Sua tarefa: Escreva a continuação do texto sobre o documentário Skinhead Attitude, começando logo após a última frase apresentada.

Texto fornecido:
(…) Para mim os skinheads estão aqui dentro (coração). Como skinheads deve primeiro: amar seus doc martens, amar a música ska, ter a atitude correta em seu coração e na cabeça, tem que gostar de futebol, tem que gostar de agitar, como qualquer outra pessoa da subcultura, e creio que o mais importante, é ser antiracista (…)
(BLOODVESSEL, Buster. extraído do documentário Skinhead Attitude, 2003).
Polêmico e elucidante, o documentário Skinhead Attitude (2003), dirigido por Daniel Schweizer, traz em imagens aquilo que o jornalista Antonio Salas e a professora Helena Salem apresentaram em palavras: todos eles, de uma maneira ou de outra, buscaram ampliar a ideia daquilo que se entende enquanto skinhead. Limitar esse movimento a manifestações do neofascismo, não é só equivocado, como também reducionista.
O diretor utilizou-se de sucessivas entrevistas com bandas e grupos dos mais diferenciados possíveis, tanto os SHARP’s como também os skins neonazi foram alvo de sua pesquisa. Dentre as bandas entrevistadas, destacam-se: Bad Manners e o seu vocalista (Buster Bloodvessel), Laurel Aitkem, Sham 69 e seu vocalista Jimmy Pursey, Fred Skarface, dentre outros. Além disso, Schweizer realizou entrevistas com integrantes e ex-integrantes de grupos neonazi como o Blood and Honour e Combat 18, além de utilizar vídeos, fotos, ambientes e costumes para construir o seu trabalho.
De acordo com ele, o movimento skinhead teria surgido como mais uma subcultura criada entre os anos 60 e 70. Fruto de um caldeirão cultural, os skins são contemporâneos de outros grupos como os mods, rockers, punks, os quais teriam nascido associados a ritmos musicais provenientes de diversas regiões. A variedade desses teria sido responsável pela grande diversidade entre os seus membros, e na sua origem, não teriam existido divergências marcantes entre brancos e negros.
Schweizer nos mostra que a entrada de idéias e comportamentos nazistas seriam conseqüência de uma tentativa de rebelião contra as gerações anteriores, já que estas teriam participado da 2ª Guerra Mundial contra o nazismo. Dessa maneira, adotar vestimentas e realizar saudações fascistas era o mais alto grau de rebeldia contra os pais. A partir dos anos 70, com o surgimento da banda Sex Pistols e do cenário punk, o movimento skin se radicalizou. Era necessário para vários de seus integrantes, diferenciar-se das ovelhas, encontrar sua própria identidade.

(Registros de dados coletados)

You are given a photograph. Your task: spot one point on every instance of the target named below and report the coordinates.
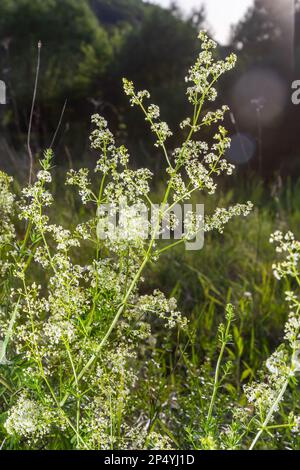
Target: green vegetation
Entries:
(92, 355)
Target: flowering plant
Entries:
(72, 333)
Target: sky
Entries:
(221, 14)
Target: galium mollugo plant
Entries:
(268, 417)
(71, 334)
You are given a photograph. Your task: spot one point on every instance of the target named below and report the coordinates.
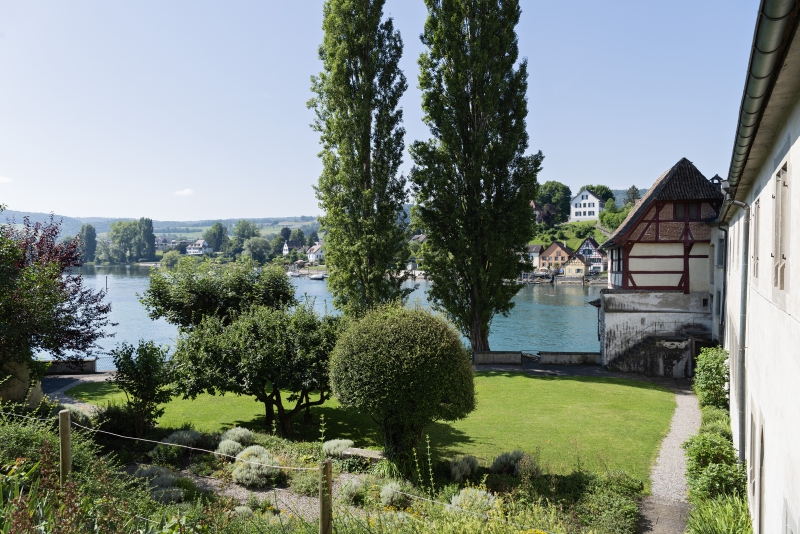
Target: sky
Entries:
(188, 110)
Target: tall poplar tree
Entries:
(472, 179)
(359, 122)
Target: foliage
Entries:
(377, 360)
(507, 462)
(216, 236)
(463, 467)
(632, 195)
(391, 494)
(88, 239)
(252, 468)
(359, 122)
(195, 290)
(711, 377)
(727, 514)
(170, 259)
(716, 480)
(603, 192)
(262, 352)
(238, 434)
(703, 450)
(44, 305)
(474, 500)
(228, 447)
(473, 193)
(612, 219)
(336, 447)
(143, 373)
(554, 197)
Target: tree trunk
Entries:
(478, 333)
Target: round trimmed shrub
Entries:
(239, 435)
(407, 369)
(462, 467)
(228, 447)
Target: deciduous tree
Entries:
(359, 121)
(472, 180)
(88, 238)
(264, 352)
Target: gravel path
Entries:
(665, 510)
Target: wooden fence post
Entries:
(325, 497)
(65, 449)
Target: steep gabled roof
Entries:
(681, 182)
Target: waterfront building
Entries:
(597, 257)
(585, 206)
(577, 266)
(757, 272)
(554, 256)
(198, 248)
(656, 315)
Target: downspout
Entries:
(740, 381)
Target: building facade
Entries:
(656, 314)
(554, 256)
(757, 273)
(585, 206)
(597, 258)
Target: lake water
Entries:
(545, 317)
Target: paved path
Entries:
(666, 509)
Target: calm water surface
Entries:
(545, 317)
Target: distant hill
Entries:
(72, 225)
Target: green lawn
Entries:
(611, 422)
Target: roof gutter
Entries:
(773, 34)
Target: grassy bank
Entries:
(606, 422)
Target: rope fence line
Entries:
(196, 449)
(478, 514)
(29, 417)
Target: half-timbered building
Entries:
(664, 242)
(597, 258)
(657, 312)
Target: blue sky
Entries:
(195, 110)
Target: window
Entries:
(781, 251)
(756, 209)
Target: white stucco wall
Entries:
(772, 358)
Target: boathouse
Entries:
(656, 313)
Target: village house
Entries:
(198, 248)
(757, 273)
(534, 253)
(289, 246)
(577, 266)
(597, 257)
(161, 243)
(315, 253)
(585, 206)
(656, 314)
(554, 256)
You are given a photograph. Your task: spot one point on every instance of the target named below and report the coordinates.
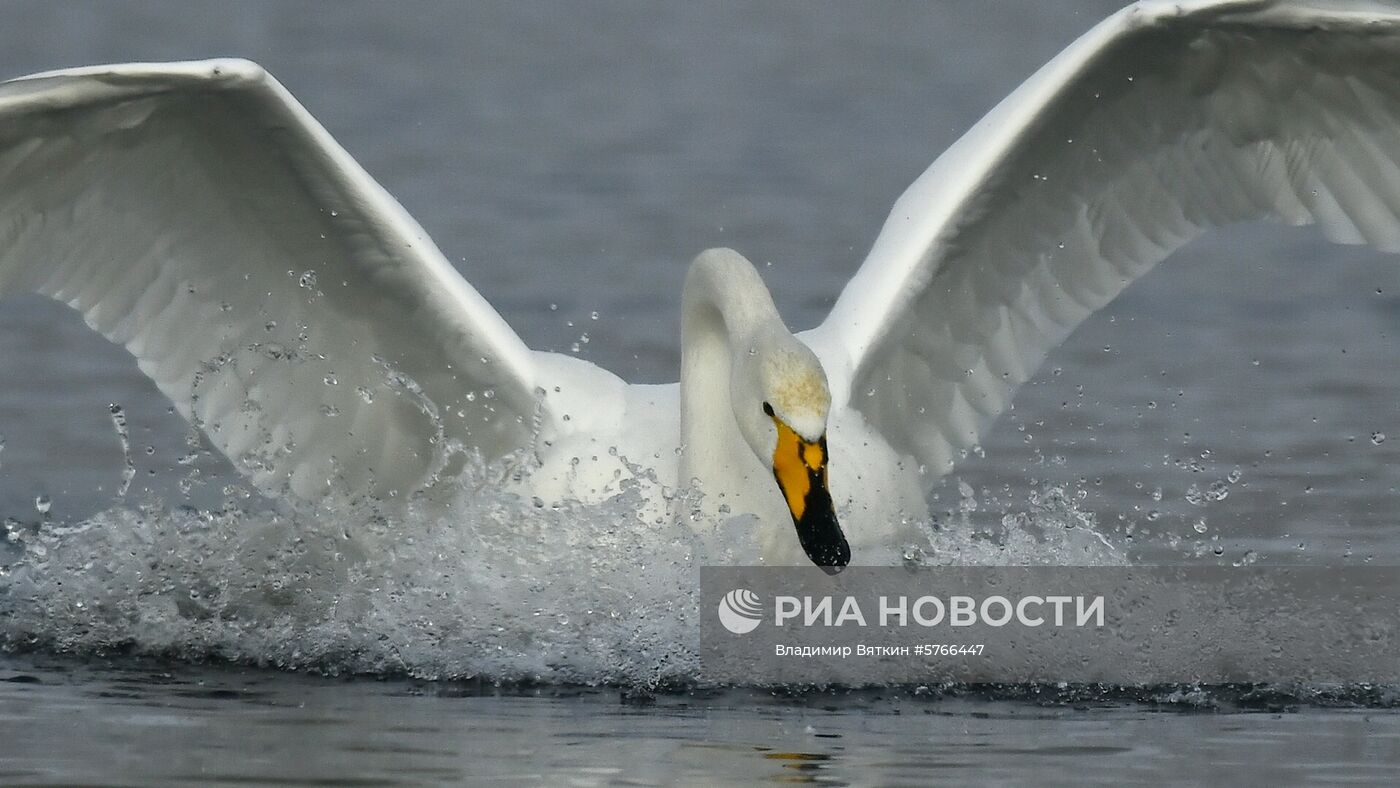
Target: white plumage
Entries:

Resposta:
Anos mais tarde, com o surgimento da banda Screwdriver (1976), liderada pelo vocalista Ian Stuart – fundador do grupo Blood and Honour – letras de caráter anti-semita, marcadas pela intolerância contra negros, homossexuais e imigrantes, além de ideias neonazistas, tornaram-se lugar comum na comunidade skin, provocando dessa maneira uma notória divisão no movimento. A criação de instituições como o Blood and Honour e o Combat 18 contribuíram para o aumento da violência entre os diferentes grupos, os quais se sentem vitimizados por uma suposta conspiração judia que pretende dominar o mundo. Várias imagens apresentadas durante o documentário, onde neonazi skins empunham armas de todos os tipos, comprovam essa tendência. Além disso, a associação desses grupos a outros mais enraizados como a Ku Klux Klan, promovem a criação de um cenário de guerra, onde todos eles racistas ou não se tornam vítimas.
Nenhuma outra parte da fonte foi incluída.